Prompt 1: Rewrite the stored data lines starting at the one containing "516, row 555." and ending at the one containing "column 1097, row 582", changing "grey" to "gray" and leaving everything else as it is.

** START Selected passage **

Shibutuoge, which is about 20 to 30 minutes past the main pond area, was the furthest I went, and having done a u-turn, I stopped at the location where I shot this next image of Yokote Mountain, again with some nice stormy skies (below). This was again shot with the 11-24mm at 15mm this time, for 1/60 sec at f/14, ISO 100.

Yokoteyama Stormy Skies

Yokoteyama Stormy Skies

At this location I’d actually done a few series of bracket shots, thinking that I might have to do some HDRs because the sky was so bright, and I was still at this point thinking that the 5Ds R probably had slightly less dynamic range compared to my 5D Mark III. As I suspected might be the case though, I got home and found that I simply hated all of the HDR images that I was able to create from my bracketed images. I also found that my usual claim, that I can usually get everything I need from a single frame, even when parts of it seem very dark, continued to be the case with the 5Ds R.

It can be scary when you see the base image in the camera, but I now know that I can trust my instincts again, even with the 5Ds R. Here (below) is the original photo of the previous image, straight out of the camera, so that you can see what I mean. I just expose to the right, so that the brightest part of the scene is on the far right side of the histogram, and there is enough detail in the shadows to bring it all back out with some slider adjustments in Lightroom. You’d think that there was no information in the black foreground here, but as we see from the previous image, that’s not the case.

Yokoteyama Stormy Skies (Original)

Yokoteyama Stormy Skies (Original)

I was also pleasantly surprised to see that the 5Ds R actually has slightly better dynamic range than the 5D Mark III according to DxO Mark’s tests. They have the 5D Mark III at 11.7 EV and the 5Ds R at 12.4 EV dynamic range, which is surprising, but great to hear.

I continued to drive back down the mountains towards Ichinuma and stopped at another pond on the way, called Kidoike. It was raining, so I decided to go with the flow, and include the droplets of rain in the surface of the pond, as you can see if you look closely in this photo (below).

Kidoike Reflection with Rain

Kidoike Reflection with Rain

Again here, I’m watching the edges of the frame, trying to find the best place to cut off the scene, so as not to have dissected tree trunks. I’d have preferred a smooth clear reflection, but I think the soft summer rain adds a different kind of mood to this image, which I don’t dislike too much either. This was a 0.5 sec exposure, at f/14, ISO 100 at 105mm. I headed back to my hotel for the night after this final visit to the Kidoike.

On the morning of June 24, I got up at 4am, for a dawn shoot. The sun was set to rise at 4:32am I think it was, so this would give me just enough time to throw on some clothes, grab my camera and go back across to Ichinuma. Because I’d gotten some shots with mist on the surface of the water two days before this, I actually considered going back to Kidoike first, because it had been raining the previous day, and I wanted that clear reflection. I decided to stick with my original plan though, as I really wanted to capture a different mood at Ichinuma.

I wanted to capture the foliage in the dawn light which I figured would give it the blue-green look that I associate with Japanese summer foliage, and I was lucky enough to get that, back at Ichinuma, as planned (below). As I’ve mentioned in the past, there is a very blurry line between the colors blue and green in Japanese culture. Ao means blue, and midori means green, but the Japanese will often also refer to green, as “ao” which is blue, but they really green. Confusing, I know, but that’s how it is.

** END Selected passage **

Prompt 2: According to the photography passage, what dynamic range do DxO Mark's tests give the 5Ds R?

** START Provided information **

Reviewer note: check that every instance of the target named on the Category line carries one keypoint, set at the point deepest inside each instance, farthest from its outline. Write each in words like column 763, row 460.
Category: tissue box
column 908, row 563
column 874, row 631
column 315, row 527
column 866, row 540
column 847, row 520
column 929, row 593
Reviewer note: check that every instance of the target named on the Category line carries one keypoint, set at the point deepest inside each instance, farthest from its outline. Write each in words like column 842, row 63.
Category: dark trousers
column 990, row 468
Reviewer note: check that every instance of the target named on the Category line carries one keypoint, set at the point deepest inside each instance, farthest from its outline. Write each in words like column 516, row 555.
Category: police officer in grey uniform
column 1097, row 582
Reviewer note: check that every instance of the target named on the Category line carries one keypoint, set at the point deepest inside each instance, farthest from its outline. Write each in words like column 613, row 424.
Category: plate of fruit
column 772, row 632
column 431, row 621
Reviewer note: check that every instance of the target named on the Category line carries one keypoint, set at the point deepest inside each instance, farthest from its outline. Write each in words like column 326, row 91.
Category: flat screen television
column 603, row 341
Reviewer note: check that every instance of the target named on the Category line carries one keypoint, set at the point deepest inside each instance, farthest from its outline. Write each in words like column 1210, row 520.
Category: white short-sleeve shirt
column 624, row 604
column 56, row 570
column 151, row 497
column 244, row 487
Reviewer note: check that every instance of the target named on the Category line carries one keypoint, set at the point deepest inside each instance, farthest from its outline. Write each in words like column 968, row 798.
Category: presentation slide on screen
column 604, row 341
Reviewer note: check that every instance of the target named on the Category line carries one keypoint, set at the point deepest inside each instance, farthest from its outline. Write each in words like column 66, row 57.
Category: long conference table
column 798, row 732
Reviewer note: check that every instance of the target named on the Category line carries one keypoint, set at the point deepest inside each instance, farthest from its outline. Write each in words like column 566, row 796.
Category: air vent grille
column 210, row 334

** END Provided information **

Expected answer 1:
Reviewer note: check that every instance of the target named on the Category line carries one keypoint, set at the point deepest inside each instance, farthest from its outline. Write each in words like column 516, row 555.
Category: police officer in gray uniform
column 1097, row 582

Expected answer 2: 12.4 EV